Syria elections begin abroad
Syria’s presidential elections began Wednesday in Syrian embassies globally, including neighboring Lebanon, Jordan and Iraq. Only Syrians who left the country legally, not the millions of refugees who fled, will be eligible to vote.
On May 12, France closed its Syrian embassy in protest over the elections, a move that prevents Syrians there from voting, while pro-government media has also accused Germany and Belgium from seeking to “disrupt the presidential elections.” A total of 11 Arab nations as well as Turkey had previously closed their Syrian embassies and thus will not conduct elections, pan-Arab Lebanese newspaper Al Hayat reported.
Through more than three years of conflict, 2.8 million Syrians have fled the nation, the vast majority of them to neighboring Lebanon, Turkey, Jordan and Iraq. Elections will take place inside Syria on June 3. Hassan a-Nouri and Maher al-Hajjar, the two candidates facing Syrian President Bashar al-Assad, remain relative unknowns.
Pro-Damascus students carry a photo of Assad in Tartous province.
Photo courtesy of Tahrir Souri.
ISIS imposes curfew in a-Raqqa after car bomb
A car bombing Tuesday night appeared to target Islamic State of Iraq and a-Sham fighters in the Lazourd hotel in Syria’s northern a-Raqqa province. The attack wounded an unconfirmed number of civilians and prompted the al-Qaeda splinter group to impose a curfew beginning at 10:30pm. They also arrested 10 fighters from other rebel groups, according to the Syrian Observatory for Human Rights. The Observatory described the hotel as housing ISIS “members and their families.”

EXTRACTED RECORDS:
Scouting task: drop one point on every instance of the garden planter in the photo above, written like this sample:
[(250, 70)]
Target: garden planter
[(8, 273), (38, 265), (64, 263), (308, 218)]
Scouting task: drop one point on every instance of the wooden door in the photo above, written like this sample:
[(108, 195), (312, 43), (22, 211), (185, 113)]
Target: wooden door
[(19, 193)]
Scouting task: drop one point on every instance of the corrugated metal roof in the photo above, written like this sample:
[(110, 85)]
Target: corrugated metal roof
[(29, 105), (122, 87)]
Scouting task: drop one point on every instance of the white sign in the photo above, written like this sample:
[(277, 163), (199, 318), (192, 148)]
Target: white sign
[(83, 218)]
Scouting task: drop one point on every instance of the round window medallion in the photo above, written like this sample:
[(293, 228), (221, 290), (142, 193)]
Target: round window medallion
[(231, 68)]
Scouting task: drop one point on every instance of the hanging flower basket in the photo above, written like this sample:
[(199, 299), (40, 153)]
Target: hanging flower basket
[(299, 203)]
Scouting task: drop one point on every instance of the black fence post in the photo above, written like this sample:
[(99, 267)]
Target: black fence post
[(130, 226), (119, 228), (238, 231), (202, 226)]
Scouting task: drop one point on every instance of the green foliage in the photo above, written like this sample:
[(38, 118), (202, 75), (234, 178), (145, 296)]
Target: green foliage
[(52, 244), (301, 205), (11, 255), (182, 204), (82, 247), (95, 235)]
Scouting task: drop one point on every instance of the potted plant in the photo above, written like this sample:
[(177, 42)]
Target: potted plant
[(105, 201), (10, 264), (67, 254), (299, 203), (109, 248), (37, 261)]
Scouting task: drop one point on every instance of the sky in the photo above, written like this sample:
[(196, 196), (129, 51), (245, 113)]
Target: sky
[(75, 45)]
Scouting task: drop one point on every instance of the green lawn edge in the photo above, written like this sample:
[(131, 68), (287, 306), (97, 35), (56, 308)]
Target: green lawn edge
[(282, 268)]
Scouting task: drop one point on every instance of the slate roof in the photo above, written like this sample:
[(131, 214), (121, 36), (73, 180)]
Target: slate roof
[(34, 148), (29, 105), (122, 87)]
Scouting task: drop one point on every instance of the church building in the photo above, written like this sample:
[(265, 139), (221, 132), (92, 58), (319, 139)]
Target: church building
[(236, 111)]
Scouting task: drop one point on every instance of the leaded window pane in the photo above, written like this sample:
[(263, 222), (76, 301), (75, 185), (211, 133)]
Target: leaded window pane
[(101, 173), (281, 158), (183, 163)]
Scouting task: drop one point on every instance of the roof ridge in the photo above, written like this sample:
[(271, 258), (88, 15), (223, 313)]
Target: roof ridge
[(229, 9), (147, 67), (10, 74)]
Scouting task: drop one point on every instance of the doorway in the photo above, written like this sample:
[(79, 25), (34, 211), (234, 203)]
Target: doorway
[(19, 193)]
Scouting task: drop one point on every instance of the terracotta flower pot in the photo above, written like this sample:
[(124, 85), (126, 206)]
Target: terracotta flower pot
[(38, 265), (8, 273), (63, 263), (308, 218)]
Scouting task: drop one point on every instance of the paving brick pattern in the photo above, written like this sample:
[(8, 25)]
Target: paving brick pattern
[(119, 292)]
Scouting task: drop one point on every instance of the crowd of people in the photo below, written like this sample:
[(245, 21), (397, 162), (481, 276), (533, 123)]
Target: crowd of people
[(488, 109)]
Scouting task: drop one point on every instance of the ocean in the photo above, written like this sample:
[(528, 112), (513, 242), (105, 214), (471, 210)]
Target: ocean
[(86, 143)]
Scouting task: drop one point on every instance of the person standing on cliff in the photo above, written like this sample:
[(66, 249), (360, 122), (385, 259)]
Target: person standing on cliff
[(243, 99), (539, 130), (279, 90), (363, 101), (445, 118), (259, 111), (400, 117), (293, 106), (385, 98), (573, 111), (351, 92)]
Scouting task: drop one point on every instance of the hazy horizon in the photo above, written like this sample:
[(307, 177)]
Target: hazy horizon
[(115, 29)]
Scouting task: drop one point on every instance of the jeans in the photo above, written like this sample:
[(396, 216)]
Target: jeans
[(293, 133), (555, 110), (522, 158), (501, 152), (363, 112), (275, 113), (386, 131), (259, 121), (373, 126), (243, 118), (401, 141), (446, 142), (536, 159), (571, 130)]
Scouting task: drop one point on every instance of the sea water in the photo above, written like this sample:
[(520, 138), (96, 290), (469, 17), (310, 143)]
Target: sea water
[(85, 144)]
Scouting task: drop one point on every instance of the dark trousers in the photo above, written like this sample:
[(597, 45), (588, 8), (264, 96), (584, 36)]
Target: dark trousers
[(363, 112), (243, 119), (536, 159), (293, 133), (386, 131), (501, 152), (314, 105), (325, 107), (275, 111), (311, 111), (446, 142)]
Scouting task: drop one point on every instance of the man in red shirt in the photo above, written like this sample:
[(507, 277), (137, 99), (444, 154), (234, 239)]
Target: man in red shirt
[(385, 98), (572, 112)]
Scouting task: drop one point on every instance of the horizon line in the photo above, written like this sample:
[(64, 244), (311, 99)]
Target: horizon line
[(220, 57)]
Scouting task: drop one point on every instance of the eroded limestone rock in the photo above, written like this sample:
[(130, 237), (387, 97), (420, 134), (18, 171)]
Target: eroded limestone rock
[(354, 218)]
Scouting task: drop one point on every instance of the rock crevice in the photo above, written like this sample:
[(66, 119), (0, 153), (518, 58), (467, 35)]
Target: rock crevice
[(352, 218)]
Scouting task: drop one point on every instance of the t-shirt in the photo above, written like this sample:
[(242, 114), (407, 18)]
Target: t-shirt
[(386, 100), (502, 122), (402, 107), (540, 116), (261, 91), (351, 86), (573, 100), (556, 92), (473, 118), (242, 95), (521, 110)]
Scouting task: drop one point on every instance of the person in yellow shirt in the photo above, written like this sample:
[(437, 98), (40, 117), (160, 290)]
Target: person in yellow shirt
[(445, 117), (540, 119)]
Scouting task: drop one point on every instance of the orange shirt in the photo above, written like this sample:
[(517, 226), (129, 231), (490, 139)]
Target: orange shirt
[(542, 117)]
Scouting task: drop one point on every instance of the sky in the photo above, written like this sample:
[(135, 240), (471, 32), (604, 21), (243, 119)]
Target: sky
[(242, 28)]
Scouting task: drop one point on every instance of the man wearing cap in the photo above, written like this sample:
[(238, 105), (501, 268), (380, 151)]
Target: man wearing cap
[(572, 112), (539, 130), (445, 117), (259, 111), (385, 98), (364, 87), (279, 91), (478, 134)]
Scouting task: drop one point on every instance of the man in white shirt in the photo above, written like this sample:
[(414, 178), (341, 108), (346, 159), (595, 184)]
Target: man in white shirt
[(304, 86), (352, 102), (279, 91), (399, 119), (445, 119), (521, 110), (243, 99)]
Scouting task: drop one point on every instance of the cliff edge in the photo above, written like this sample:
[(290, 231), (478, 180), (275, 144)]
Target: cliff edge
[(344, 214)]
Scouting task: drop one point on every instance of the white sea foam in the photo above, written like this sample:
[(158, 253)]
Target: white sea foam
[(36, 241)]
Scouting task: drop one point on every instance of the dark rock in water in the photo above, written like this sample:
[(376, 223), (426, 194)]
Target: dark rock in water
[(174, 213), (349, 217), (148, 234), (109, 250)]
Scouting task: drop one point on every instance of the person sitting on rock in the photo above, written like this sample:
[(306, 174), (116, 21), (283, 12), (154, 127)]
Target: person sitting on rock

INSTRUCTIONS:
#1 Reproduce the stretch of the Syria news roundup from "Syria elections begin" through "eligible to vote.", renaming "embassies" as "consulates" throughout.
#2 According to the Syria news roundup, on what date are elections scheduled to take place inside Syria?
The entries stand apart from the Syria news roundup and are to be treated as separate material.

RESULTS FOR THE EXERCISE:
#1
Syria elections begin abroad
Syria’s presidential elections began Wednesday in Syrian consulates globally, including neighboring Lebanon, Jordan and Iraq. Only Syrians who left the country legally, not the millions of refugees who fled, will be eligible to vote.

#2 June 3.